• RECORD SET
====
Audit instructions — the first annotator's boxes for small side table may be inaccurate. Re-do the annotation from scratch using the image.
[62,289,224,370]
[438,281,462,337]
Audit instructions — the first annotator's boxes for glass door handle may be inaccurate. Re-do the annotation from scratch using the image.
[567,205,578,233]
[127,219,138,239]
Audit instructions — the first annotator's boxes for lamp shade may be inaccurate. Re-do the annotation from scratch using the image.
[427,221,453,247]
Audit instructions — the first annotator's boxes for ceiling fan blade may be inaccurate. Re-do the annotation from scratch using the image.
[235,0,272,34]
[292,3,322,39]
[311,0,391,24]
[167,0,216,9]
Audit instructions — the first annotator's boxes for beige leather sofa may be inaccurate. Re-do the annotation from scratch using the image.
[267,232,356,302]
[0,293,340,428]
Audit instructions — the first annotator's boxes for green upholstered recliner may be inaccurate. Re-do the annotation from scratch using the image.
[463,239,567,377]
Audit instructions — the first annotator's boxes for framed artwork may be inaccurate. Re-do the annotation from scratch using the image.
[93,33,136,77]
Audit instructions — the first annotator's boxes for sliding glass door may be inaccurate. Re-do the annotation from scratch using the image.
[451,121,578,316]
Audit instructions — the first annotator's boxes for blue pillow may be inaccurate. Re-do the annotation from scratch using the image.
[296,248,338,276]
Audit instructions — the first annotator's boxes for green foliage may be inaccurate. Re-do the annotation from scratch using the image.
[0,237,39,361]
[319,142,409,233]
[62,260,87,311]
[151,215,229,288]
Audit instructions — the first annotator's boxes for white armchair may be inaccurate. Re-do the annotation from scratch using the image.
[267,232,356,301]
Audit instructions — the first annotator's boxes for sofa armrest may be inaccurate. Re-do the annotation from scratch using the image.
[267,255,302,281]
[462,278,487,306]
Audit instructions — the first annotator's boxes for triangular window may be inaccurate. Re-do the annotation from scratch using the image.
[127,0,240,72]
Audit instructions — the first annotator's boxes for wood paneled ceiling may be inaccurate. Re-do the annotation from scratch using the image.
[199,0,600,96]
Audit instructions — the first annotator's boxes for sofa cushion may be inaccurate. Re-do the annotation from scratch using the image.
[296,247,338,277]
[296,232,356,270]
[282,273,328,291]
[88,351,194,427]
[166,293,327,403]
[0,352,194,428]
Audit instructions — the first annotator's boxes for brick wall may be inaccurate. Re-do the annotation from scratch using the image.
====
• PROBLEM REQUIREMENTS
Lay out every item above as a numbered list, leaving out blank lines.

• COMPLETE ANSWER
1. Audit instructions — the first annotator's boxes for small side table may be inaccurate. Re-do the annotation from scratch using the image.
2. [62,289,224,370]
3. [438,281,462,337]
4. Audit instructions — the first annotator's boxes for glass door handle may be inaccurate. Re-do the annotation from scratch using the image.
5. [567,205,578,233]
6. [127,219,138,239]
7. Audit instructions — the first annotator's boxes for lamp shade may be inaccurate. Re-do the annotation from scratch using the image.
8. [427,221,453,247]
9. Audit instructions — the first annotator's boxes for ceiling fan blade may be inaccurate. Re-do the annotation from scratch using the image.
10. [235,0,272,34]
11. [292,3,322,39]
12. [311,0,391,24]
13. [167,0,216,9]
14. Audit instructions — the first annotator's boxes for beige leather sofa may be inaccurate. Re-do the annotation from scratch using the image.
15. [267,232,356,302]
16. [0,293,340,428]
17. Audit instructions — the first annotator's boxes for green upholstered recliner may be inaccurate. Re-do the annotation from scratch using the image.
18. [463,239,567,377]
19. Audit instructions — the first annotator's boxes for framed artwork may be inaccurate. Re-do the annotation from scratch using the image.
20. [93,33,136,77]
21. Audit instructions — the first annotator's boxes for sliding glass door may be inaccurate. Re-do the annotation from scratch using the image.
22. [451,121,578,316]
23. Audit instructions — the first annotator's boxes for blue pillow may be inaccurate. Re-do the annotation from scratch using the image.
24. [296,248,338,276]
25. Audit instructions — the first annotator's boxes for green foliage may be inaccurate. Re-do the annotation from scratch using the image.
26. [0,237,39,361]
27. [319,142,409,233]
28. [62,260,87,311]
29. [151,215,229,288]
30. Audit instructions — the first annotator's boxes for white armchair may be inaccurate. Re-do the annotation from scratch using the image.
31. [267,232,356,301]
32. Audit instructions — the first annotator's boxes for sofa armrest may be inaccurate. Re-do the annotation from scratch using the image.
33. [267,255,302,281]
34. [462,278,487,306]
35. Audit instructions — the first annotator's boxes for triangular window may be inaccurate. Re-do the annotation from scratch using the image.
36. [127,0,240,72]
37. Audit instructions — the first annotator's boxes for wood paneled ceiling may be inaccurate. Re-do the annotation from scratch using the image.
38. [199,0,600,96]
39. Audit instructions — the first annotator's boxes for sofa cushion may be inaccurate. Re-do the annotation from scratch using the image.
40. [296,247,338,277]
41. [296,232,356,270]
42. [282,273,328,291]
43. [88,351,194,427]
44. [166,293,327,403]
45. [0,352,194,428]
46. Audit instructions — the first annotator's boxes for brick wall may be inaccurate. Re-do the annotation from scratch using the image.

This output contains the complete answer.